> **Brief**
Could you give the data that follows again exactly, without its pictures?

Point localization data:
== Segment start ==

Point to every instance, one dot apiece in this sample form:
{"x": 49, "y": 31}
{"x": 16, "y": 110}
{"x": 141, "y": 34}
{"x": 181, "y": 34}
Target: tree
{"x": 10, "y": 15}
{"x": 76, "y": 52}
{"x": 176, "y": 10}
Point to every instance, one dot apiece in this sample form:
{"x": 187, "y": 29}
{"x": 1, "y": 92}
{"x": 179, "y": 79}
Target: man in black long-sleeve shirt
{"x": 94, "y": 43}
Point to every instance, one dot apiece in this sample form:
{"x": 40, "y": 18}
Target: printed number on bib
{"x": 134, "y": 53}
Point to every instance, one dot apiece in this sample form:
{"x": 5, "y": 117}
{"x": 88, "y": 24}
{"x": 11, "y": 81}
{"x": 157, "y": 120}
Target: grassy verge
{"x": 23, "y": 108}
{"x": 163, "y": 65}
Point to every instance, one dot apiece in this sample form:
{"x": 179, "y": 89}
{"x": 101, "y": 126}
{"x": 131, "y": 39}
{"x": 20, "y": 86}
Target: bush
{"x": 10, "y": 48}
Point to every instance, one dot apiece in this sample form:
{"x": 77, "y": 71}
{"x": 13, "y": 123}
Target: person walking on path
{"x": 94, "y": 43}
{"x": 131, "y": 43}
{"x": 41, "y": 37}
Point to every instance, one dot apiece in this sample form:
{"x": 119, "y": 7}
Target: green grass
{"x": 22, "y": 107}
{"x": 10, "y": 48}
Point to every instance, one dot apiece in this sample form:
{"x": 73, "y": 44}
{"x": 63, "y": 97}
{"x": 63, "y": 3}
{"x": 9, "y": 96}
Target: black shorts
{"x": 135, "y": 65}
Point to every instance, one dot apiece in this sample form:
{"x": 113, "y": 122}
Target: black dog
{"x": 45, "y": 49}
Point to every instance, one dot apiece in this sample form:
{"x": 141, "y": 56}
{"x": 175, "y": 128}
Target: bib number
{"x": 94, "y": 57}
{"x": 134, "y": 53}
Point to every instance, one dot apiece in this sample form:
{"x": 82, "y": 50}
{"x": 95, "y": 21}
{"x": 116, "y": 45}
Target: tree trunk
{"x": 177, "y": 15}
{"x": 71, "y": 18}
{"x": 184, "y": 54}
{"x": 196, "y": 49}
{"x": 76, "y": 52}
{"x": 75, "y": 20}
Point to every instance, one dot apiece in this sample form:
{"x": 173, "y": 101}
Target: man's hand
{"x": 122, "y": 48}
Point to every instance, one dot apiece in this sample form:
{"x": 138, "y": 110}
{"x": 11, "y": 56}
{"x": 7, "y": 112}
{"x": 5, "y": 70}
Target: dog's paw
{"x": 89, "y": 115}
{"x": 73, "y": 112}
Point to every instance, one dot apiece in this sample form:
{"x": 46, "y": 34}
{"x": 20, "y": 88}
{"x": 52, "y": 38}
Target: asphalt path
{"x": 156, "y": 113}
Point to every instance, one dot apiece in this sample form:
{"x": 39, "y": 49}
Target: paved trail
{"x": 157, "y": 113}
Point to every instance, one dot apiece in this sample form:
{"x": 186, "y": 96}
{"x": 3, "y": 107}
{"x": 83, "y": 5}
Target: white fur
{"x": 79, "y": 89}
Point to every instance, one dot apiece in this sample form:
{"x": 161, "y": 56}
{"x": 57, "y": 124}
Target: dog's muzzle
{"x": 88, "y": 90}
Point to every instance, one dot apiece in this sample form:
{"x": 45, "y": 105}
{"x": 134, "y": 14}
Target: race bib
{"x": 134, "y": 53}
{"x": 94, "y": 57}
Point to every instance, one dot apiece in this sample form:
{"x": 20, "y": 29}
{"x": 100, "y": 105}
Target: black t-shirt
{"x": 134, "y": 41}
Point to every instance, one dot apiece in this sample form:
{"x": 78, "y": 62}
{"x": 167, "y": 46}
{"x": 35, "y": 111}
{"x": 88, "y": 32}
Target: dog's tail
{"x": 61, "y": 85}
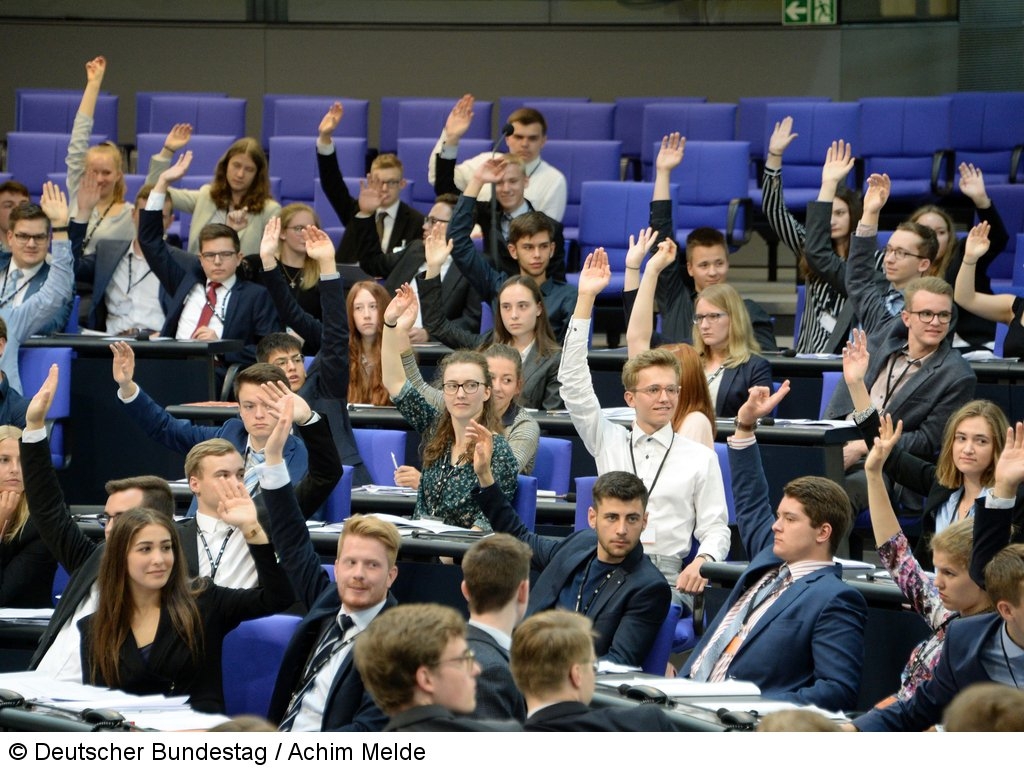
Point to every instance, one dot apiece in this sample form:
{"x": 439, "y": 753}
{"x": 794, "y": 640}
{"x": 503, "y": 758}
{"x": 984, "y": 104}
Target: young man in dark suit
{"x": 602, "y": 572}
{"x": 396, "y": 223}
{"x": 496, "y": 585}
{"x": 554, "y": 665}
{"x": 208, "y": 301}
{"x": 791, "y": 624}
{"x": 418, "y": 666}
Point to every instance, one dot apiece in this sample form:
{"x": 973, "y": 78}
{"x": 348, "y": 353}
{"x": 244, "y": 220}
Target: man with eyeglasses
{"x": 601, "y": 573}
{"x": 208, "y": 301}
{"x": 417, "y": 665}
{"x": 34, "y": 295}
{"x": 394, "y": 223}
{"x": 908, "y": 370}
{"x": 408, "y": 264}
{"x": 687, "y": 497}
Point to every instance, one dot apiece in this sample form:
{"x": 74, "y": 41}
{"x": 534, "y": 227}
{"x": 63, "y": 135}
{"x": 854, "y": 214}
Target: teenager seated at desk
{"x": 445, "y": 489}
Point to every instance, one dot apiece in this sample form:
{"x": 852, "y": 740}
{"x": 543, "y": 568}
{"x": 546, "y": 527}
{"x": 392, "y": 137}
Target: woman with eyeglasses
{"x": 239, "y": 195}
{"x": 521, "y": 322}
{"x": 951, "y": 593}
{"x": 100, "y": 167}
{"x": 1001, "y": 308}
{"x": 27, "y": 566}
{"x": 449, "y": 479}
{"x": 724, "y": 338}
{"x": 694, "y": 417}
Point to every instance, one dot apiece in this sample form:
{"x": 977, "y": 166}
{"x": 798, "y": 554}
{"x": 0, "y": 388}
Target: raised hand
{"x": 839, "y": 162}
{"x": 595, "y": 275}
{"x": 877, "y": 195}
{"x": 666, "y": 255}
{"x": 781, "y": 136}
{"x": 855, "y": 357}
{"x": 1010, "y": 467}
{"x": 639, "y": 247}
{"x": 491, "y": 171}
{"x": 54, "y": 205}
{"x": 177, "y": 138}
{"x": 671, "y": 153}
{"x": 459, "y": 120}
{"x": 330, "y": 123}
{"x": 884, "y": 443}
{"x": 760, "y": 402}
{"x": 123, "y": 365}
{"x": 977, "y": 243}
{"x": 973, "y": 185}
{"x": 370, "y": 198}
{"x": 269, "y": 244}
{"x": 94, "y": 70}
{"x": 35, "y": 415}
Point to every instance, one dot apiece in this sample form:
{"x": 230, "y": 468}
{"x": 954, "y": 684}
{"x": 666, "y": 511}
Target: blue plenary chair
{"x": 34, "y": 365}
{"x": 554, "y": 460}
{"x": 294, "y": 161}
{"x": 54, "y": 112}
{"x": 909, "y": 139}
{"x": 251, "y": 659}
{"x": 376, "y": 447}
{"x": 143, "y": 104}
{"x": 524, "y": 503}
{"x": 299, "y": 115}
{"x": 694, "y": 121}
{"x": 208, "y": 116}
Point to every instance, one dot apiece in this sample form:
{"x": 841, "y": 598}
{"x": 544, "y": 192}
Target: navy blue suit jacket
{"x": 958, "y": 667}
{"x": 250, "y": 314}
{"x": 809, "y": 645}
{"x": 630, "y": 608}
{"x": 348, "y": 705}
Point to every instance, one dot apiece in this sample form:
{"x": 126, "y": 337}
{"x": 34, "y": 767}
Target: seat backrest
{"x": 376, "y": 448}
{"x": 294, "y": 161}
{"x": 524, "y": 503}
{"x": 295, "y": 116}
{"x": 581, "y": 161}
{"x": 252, "y": 655}
{"x": 208, "y": 116}
{"x": 585, "y": 500}
{"x": 657, "y": 658}
{"x": 425, "y": 118}
{"x": 554, "y": 462}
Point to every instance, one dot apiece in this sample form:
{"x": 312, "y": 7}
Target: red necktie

== Segment end ==

> **Response for this exercise**
Point to every instance, one dot apiece in this sample form:
{"x": 49, "y": 31}
{"x": 16, "y": 110}
{"x": 141, "y": 34}
{"x": 181, "y": 34}
Target: tree
{"x": 10, "y": 15}
{"x": 76, "y": 52}
{"x": 176, "y": 10}
Point to every instance, one dot apiece in this sample form:
{"x": 187, "y": 29}
{"x": 1, "y": 92}
{"x": 179, "y": 79}
Target: man in black long-sleeve shirt
{"x": 94, "y": 43}
Point to every instance, one dot apiece in this sample form:
{"x": 40, "y": 18}
Target: printed number on bib
{"x": 134, "y": 53}
Point to every instance, one dot apiece in this sample form:
{"x": 5, "y": 117}
{"x": 88, "y": 24}
{"x": 11, "y": 81}
{"x": 157, "y": 120}
Target: grassy verge
{"x": 23, "y": 108}
{"x": 163, "y": 65}
Point to every instance, one dot apiece in this sample form:
{"x": 179, "y": 89}
{"x": 101, "y": 126}
{"x": 131, "y": 39}
{"x": 20, "y": 86}
Target: bush
{"x": 10, "y": 48}
Point to every instance, one dot apiece in this sample form:
{"x": 77, "y": 71}
{"x": 13, "y": 123}
Target: person walking on path
{"x": 94, "y": 43}
{"x": 131, "y": 43}
{"x": 41, "y": 37}
Point to every instance, one dot apiece in this sample form:
{"x": 119, "y": 7}
Target: green grass
{"x": 22, "y": 107}
{"x": 10, "y": 48}
Point to every instance, one dot apiece in this sample form:
{"x": 73, "y": 44}
{"x": 63, "y": 97}
{"x": 63, "y": 3}
{"x": 9, "y": 96}
Target: black shorts
{"x": 135, "y": 65}
Point to every instance, one dot apiece in this sample form:
{"x": 113, "y": 122}
Target: black dog
{"x": 45, "y": 49}
Point to every instance, one dot apiece in this sample form:
{"x": 141, "y": 56}
{"x": 175, "y": 128}
Target: bib number
{"x": 94, "y": 57}
{"x": 134, "y": 53}
Point to every instance, one dot apiece in this sample form:
{"x": 82, "y": 50}
{"x": 95, "y": 21}
{"x": 116, "y": 45}
Target: tree trunk
{"x": 177, "y": 15}
{"x": 71, "y": 18}
{"x": 184, "y": 54}
{"x": 196, "y": 49}
{"x": 76, "y": 52}
{"x": 75, "y": 20}
Point to every instance, one dot apiece in this sample form:
{"x": 173, "y": 101}
Target: man's hand
{"x": 122, "y": 48}
Point to every instance, one dot apiece in this sample form:
{"x": 138, "y": 110}
{"x": 11, "y": 56}
{"x": 7, "y": 112}
{"x": 5, "y": 70}
Target: dog's paw
{"x": 89, "y": 115}
{"x": 73, "y": 112}
Point to every instance, one dot apiece in this sample form:
{"x": 46, "y": 34}
{"x": 20, "y": 88}
{"x": 52, "y": 38}
Target: asphalt path
{"x": 156, "y": 113}
Point to every instance, one dot apiece in this sample form:
{"x": 39, "y": 49}
Target: paved trail
{"x": 157, "y": 113}
Point to every instance, one dot apiece in this sample form:
{"x": 186, "y": 96}
{"x": 3, "y": 107}
{"x": 83, "y": 5}
Target: white fur
{"x": 79, "y": 89}
Point to every instance, one dot apiece in this sample form:
{"x": 161, "y": 56}
{"x": 57, "y": 124}
Target: dog's muzzle
{"x": 88, "y": 90}
Point to every instance, one dot apiece in this sample form:
{"x": 45, "y": 105}
{"x": 134, "y": 14}
Target: race bib
{"x": 134, "y": 53}
{"x": 94, "y": 57}
Point to every instance, one dot apiece in this sample form:
{"x": 20, "y": 29}
{"x": 100, "y": 105}
Target: black t-shirt
{"x": 134, "y": 41}
Point to every instance, one dot apiece in this sample form:
{"x": 78, "y": 62}
{"x": 167, "y": 46}
{"x": 35, "y": 111}
{"x": 88, "y": 32}
Target: dog's tail
{"x": 61, "y": 85}
Point to every instance, one dot apiece in this sample form:
{"x": 439, "y": 753}
{"x": 794, "y": 640}
{"x": 503, "y": 758}
{"x": 984, "y": 104}
Target: young man in dark suit
{"x": 602, "y": 572}
{"x": 396, "y": 223}
{"x": 496, "y": 585}
{"x": 554, "y": 665}
{"x": 208, "y": 301}
{"x": 791, "y": 624}
{"x": 418, "y": 666}
Point to every instance, one dot apiece in this sample form:
{"x": 973, "y": 78}
{"x": 348, "y": 353}
{"x": 244, "y": 220}
Target: man with eyeglasses
{"x": 601, "y": 573}
{"x": 208, "y": 301}
{"x": 417, "y": 665}
{"x": 34, "y": 295}
{"x": 394, "y": 223}
{"x": 908, "y": 370}
{"x": 408, "y": 264}
{"x": 687, "y": 497}
Point to every instance, one dot apiece in this sample form:
{"x": 74, "y": 41}
{"x": 534, "y": 227}
{"x": 63, "y": 135}
{"x": 854, "y": 214}
Target: teenager seated at desk
{"x": 445, "y": 489}
Point to every instance, one dot apiece in this sample form:
{"x": 852, "y": 740}
{"x": 543, "y": 568}
{"x": 546, "y": 527}
{"x": 392, "y": 137}
Target: woman with eyeglasses
{"x": 239, "y": 195}
{"x": 521, "y": 322}
{"x": 951, "y": 593}
{"x": 100, "y": 167}
{"x": 1001, "y": 308}
{"x": 27, "y": 566}
{"x": 449, "y": 479}
{"x": 724, "y": 338}
{"x": 694, "y": 417}
Point to every instance, one dot apiece in this sample form:
{"x": 977, "y": 166}
{"x": 798, "y": 554}
{"x": 0, "y": 388}
Target: raised hand
{"x": 839, "y": 162}
{"x": 595, "y": 275}
{"x": 877, "y": 195}
{"x": 666, "y": 255}
{"x": 781, "y": 136}
{"x": 855, "y": 357}
{"x": 1010, "y": 467}
{"x": 639, "y": 247}
{"x": 491, "y": 171}
{"x": 54, "y": 205}
{"x": 177, "y": 138}
{"x": 671, "y": 153}
{"x": 459, "y": 120}
{"x": 330, "y": 123}
{"x": 884, "y": 443}
{"x": 760, "y": 402}
{"x": 123, "y": 365}
{"x": 977, "y": 243}
{"x": 973, "y": 185}
{"x": 370, "y": 198}
{"x": 269, "y": 244}
{"x": 94, "y": 70}
{"x": 35, "y": 415}
Point to every instance, one dot apiece in this sample form:
{"x": 230, "y": 468}
{"x": 954, "y": 684}
{"x": 666, "y": 511}
Target: blue plenary chair
{"x": 34, "y": 365}
{"x": 554, "y": 460}
{"x": 294, "y": 161}
{"x": 54, "y": 112}
{"x": 909, "y": 139}
{"x": 251, "y": 659}
{"x": 376, "y": 447}
{"x": 143, "y": 104}
{"x": 524, "y": 503}
{"x": 299, "y": 115}
{"x": 694, "y": 121}
{"x": 208, "y": 116}
Point to every instance, one dot apiece in this sample form:
{"x": 841, "y": 598}
{"x": 544, "y": 192}
Target: navy blue suit jacket
{"x": 958, "y": 667}
{"x": 250, "y": 314}
{"x": 809, "y": 645}
{"x": 630, "y": 608}
{"x": 348, "y": 705}
Point to every instance, one dot apiece in this sample form:
{"x": 126, "y": 337}
{"x": 34, "y": 767}
Target: seat backrest
{"x": 376, "y": 448}
{"x": 294, "y": 161}
{"x": 524, "y": 503}
{"x": 295, "y": 116}
{"x": 581, "y": 161}
{"x": 252, "y": 655}
{"x": 208, "y": 116}
{"x": 585, "y": 500}
{"x": 657, "y": 658}
{"x": 425, "y": 118}
{"x": 554, "y": 462}
Point to every instance, one dot apiece in this sample form:
{"x": 312, "y": 7}
Target: red necktie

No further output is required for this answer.